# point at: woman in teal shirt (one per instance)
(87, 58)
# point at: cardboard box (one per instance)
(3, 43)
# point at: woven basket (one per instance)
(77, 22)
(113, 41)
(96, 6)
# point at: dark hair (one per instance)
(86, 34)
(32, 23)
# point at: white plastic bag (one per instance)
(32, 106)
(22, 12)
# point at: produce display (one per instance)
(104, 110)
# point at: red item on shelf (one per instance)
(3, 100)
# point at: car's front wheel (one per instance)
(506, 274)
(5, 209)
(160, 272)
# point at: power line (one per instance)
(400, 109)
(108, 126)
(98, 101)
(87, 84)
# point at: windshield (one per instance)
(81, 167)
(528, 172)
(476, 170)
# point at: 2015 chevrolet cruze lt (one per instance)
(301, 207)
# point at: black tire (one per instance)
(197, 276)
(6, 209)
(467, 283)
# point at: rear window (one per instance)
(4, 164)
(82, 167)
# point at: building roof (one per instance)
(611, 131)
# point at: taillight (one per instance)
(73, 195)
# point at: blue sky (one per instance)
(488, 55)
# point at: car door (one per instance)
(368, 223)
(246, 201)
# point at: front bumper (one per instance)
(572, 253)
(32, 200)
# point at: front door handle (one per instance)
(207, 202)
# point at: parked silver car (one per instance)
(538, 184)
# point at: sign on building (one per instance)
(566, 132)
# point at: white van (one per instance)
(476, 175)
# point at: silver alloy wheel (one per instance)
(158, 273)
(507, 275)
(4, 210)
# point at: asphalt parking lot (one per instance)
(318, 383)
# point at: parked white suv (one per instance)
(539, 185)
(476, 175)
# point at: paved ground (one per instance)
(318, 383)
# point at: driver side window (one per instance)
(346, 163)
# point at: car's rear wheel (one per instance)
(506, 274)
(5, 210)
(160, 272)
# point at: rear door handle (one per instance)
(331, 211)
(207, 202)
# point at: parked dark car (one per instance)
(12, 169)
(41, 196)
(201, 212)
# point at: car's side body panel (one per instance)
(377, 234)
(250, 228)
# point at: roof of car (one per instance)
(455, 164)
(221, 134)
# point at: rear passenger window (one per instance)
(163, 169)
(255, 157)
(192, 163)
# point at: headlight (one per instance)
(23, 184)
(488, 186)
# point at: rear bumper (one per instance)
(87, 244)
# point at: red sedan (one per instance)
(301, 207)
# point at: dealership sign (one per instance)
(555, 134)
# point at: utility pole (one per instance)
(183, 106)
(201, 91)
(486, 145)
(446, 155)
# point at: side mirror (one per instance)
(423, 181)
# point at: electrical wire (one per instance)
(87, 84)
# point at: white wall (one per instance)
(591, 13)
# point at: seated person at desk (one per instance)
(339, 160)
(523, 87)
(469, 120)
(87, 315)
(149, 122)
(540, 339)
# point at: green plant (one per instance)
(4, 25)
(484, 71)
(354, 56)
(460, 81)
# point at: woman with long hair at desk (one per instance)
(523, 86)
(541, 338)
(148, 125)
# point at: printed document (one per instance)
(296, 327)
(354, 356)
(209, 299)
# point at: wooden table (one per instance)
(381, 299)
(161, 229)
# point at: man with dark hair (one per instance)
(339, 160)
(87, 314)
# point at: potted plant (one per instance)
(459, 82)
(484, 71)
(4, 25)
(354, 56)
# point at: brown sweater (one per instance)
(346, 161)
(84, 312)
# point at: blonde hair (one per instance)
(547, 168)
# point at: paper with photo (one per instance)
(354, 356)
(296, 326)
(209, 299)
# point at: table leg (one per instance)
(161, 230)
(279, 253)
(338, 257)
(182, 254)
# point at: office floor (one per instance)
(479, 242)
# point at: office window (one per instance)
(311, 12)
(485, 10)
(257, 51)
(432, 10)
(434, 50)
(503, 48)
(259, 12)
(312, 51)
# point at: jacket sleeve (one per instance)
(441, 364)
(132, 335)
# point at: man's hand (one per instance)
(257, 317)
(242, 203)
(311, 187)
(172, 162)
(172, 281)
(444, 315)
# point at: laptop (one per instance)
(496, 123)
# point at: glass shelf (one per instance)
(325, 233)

* [Description of the task]
Can you restate every record above word for word?

* [The solution]
# point at: woman in teal shirt (one per instance)
(87, 58)
# point at: cardboard box (one per instance)
(3, 43)
# point at: woven basket (one per instance)
(77, 22)
(113, 41)
(96, 6)
# point at: dark hair (one per instance)
(86, 34)
(32, 23)
# point at: white plastic bag (one per instance)
(32, 106)
(22, 12)
# point at: produce display (one per instance)
(104, 110)
# point at: red item on shelf (one per instance)
(3, 100)
# point at: car's front wheel (one per instance)
(506, 274)
(5, 209)
(160, 272)
# point at: power line (one per instance)
(400, 109)
(108, 126)
(98, 101)
(87, 84)
# point at: windshield (one per instance)
(81, 167)
(528, 172)
(476, 170)
# point at: 2015 chevrolet cruze lt (one per instance)
(301, 207)
# point at: black tire (one per instance)
(197, 276)
(6, 209)
(467, 283)
# point at: rear window (one per instance)
(4, 164)
(82, 167)
# point at: building roof (one per instance)
(611, 131)
# point at: taillight (one per instance)
(73, 195)
# point at: blue sky (one per instance)
(488, 55)
# point at: car door (one per instance)
(368, 223)
(246, 201)
# point at: front bumper (one per instance)
(572, 253)
(32, 200)
# point at: front door handle (one per instance)
(207, 202)
# point at: parked silver car (one per instance)
(538, 184)
# point at: sign on building (one per instance)
(566, 132)
# point at: white van (one per instance)
(476, 175)
# point at: silver alloy wheel (one per instance)
(158, 273)
(507, 275)
(4, 210)
# point at: asphalt parking lot (one per instance)
(318, 383)
# point at: parked white suv (one per instance)
(539, 185)
(476, 175)
# point at: paved ground (one per instance)
(318, 383)
# point at: driver side window (one per instance)
(346, 163)
# point at: car's rear wheel (one per instance)
(506, 274)
(5, 210)
(160, 272)
# point at: rear door handle (one per instance)
(331, 211)
(207, 202)
# point at: parked dark car (one per instance)
(12, 169)
(41, 196)
(201, 212)
# point at: car's side body panel (one per instance)
(377, 234)
(250, 228)
# point at: roof of car (one per instance)
(455, 164)
(221, 134)
# point at: rear passenger window (one per instance)
(163, 169)
(255, 157)
(192, 163)
# point at: headlight (one per instance)
(23, 184)
(488, 186)
# point at: rear bumper (one per instance)
(87, 244)
# point at: red sedan (one per instance)
(301, 207)
# point at: dealership sign (one per instance)
(555, 134)
# point at: utility pole (one per instance)
(183, 106)
(201, 91)
(486, 145)
(446, 155)
# point at: side mirror (one per instance)
(423, 181)
# point at: electrical wire (one per instance)
(87, 84)
# point at: white wall (one per instance)
(591, 13)
# point at: seated person at desk (one per instance)
(339, 160)
(523, 87)
(469, 120)
(87, 315)
(149, 122)
(540, 339)
# point at: green plant (one per instance)
(4, 25)
(484, 71)
(354, 56)
(460, 81)
# point at: woman with long hair at desk (one per instance)
(523, 86)
(541, 338)
(148, 125)
# point at: printed document (one per instance)
(296, 327)
(354, 356)
(209, 299)
# point at: wooden table (one per instance)
(381, 299)
(161, 229)
# point at: man with dark hair (one per instance)
(339, 160)
(87, 314)
# point at: potted plant (one per instance)
(459, 82)
(484, 71)
(4, 25)
(354, 56)
# point at: brown sweater (one per instance)
(346, 161)
(84, 312)
# point at: blonde hair (one per instance)
(547, 168)
# point at: paper with photo (one per instance)
(354, 356)
(296, 326)
(209, 299)
# point at: table leg (one per instance)
(161, 230)
(279, 253)
(338, 257)
(182, 254)
# point at: office floor (one per instance)
(479, 242)
# point at: office window (one per instance)
(311, 12)
(485, 10)
(257, 51)
(432, 10)
(434, 50)
(503, 48)
(259, 12)
(312, 51)
# point at: jacket sleeve (one per instance)
(441, 364)
(132, 335)
# point at: man's hand (one per instance)
(257, 317)
(242, 203)
(311, 187)
(172, 162)
(172, 281)
(444, 315)
# point at: laptop (one per instance)
(496, 123)
# point at: glass shelf (one per instance)
(325, 233)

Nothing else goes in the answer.